Entries taken from a collection
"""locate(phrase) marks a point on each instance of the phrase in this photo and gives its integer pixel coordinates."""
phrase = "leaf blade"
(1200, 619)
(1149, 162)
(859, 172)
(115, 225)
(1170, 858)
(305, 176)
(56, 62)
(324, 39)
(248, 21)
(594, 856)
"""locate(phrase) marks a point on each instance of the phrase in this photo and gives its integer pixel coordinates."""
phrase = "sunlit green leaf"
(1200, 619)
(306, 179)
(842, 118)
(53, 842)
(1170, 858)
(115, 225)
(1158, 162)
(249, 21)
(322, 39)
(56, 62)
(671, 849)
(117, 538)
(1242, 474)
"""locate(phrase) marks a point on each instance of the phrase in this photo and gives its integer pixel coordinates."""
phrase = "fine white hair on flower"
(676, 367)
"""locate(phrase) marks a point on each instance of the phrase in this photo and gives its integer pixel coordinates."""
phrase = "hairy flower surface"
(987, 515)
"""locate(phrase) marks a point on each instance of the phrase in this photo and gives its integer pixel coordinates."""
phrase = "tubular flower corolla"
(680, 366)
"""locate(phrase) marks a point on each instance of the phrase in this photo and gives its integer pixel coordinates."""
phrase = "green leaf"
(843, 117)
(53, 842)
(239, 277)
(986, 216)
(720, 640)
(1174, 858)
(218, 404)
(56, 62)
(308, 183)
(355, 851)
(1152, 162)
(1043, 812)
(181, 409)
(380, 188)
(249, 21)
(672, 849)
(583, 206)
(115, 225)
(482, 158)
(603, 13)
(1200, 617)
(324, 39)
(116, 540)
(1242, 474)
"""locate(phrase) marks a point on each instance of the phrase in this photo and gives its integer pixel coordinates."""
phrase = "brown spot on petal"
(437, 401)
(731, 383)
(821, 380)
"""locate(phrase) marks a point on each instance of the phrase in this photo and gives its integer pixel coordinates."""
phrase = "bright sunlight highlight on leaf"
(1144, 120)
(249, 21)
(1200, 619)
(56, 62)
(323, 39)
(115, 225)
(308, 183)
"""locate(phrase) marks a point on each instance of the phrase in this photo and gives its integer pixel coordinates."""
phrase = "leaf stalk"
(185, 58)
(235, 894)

Exercise prompt
Reproduce the data in full, precisely as given.

Exercise output
"""locate(phrase) marks a point on each instance of the phrase in this photo and gives its integer pixel coordinates."""
phrase = "leaf blade"
(1200, 619)
(1149, 162)
(859, 172)
(115, 225)
(1170, 858)
(305, 176)
(56, 62)
(324, 39)
(248, 21)
(594, 856)
"""locate(phrase) marks a point on each instance of the phrase in this photo and gives its integer pixel coordinates."""
phrase = "sunlit green leaf"
(1200, 619)
(306, 179)
(842, 118)
(53, 842)
(1170, 858)
(115, 225)
(1158, 162)
(249, 21)
(322, 39)
(56, 62)
(671, 849)
(117, 538)
(1242, 474)
"""locate(phrase) marks a point on each instance of the phrase in this photo and gives its integer pixel coordinates."""
phrase = "fine white hair on flower"
(676, 367)
"""locate(phrase) marks a point on each instance of the phrase in this photo and gives its integer pixel coordinates."""
phrase = "hairy flower surface"
(987, 515)
"""locate(phrase) marks a point on each instance of the phrase in this photo and gives its integer pixel coordinates."""
phrase = "tubular flower corolla"
(680, 366)
"""locate(phrase) marks a point on each instance of the phrase in this photo and gives its integer pixel coordinates."""
phrase = "green leaf"
(843, 117)
(53, 842)
(239, 277)
(986, 216)
(720, 640)
(1174, 858)
(218, 404)
(56, 62)
(308, 183)
(355, 851)
(1152, 162)
(1043, 812)
(181, 409)
(380, 188)
(249, 21)
(672, 849)
(583, 206)
(115, 225)
(482, 158)
(603, 13)
(1200, 617)
(324, 39)
(116, 540)
(1242, 474)
"""locate(phrase) marks a point on each instance of the phrase in this photo and gives its integer pixel coordinates."""
phrase = "brown spot on petal"
(437, 401)
(731, 383)
(821, 380)
"""locate(phrase) marks a point on each instance of the phrase in this photo and gives its integer pixel coordinates."""
phrase = "bright sunlight highlight on leaf"
(1144, 120)
(249, 21)
(1200, 619)
(56, 62)
(323, 39)
(115, 225)
(308, 183)
"""locate(phrase) marks a point on each instance of the phrase in this photo and gives its integer pixel coordinates."""
phrase = "leaf stalk"
(185, 58)
(235, 894)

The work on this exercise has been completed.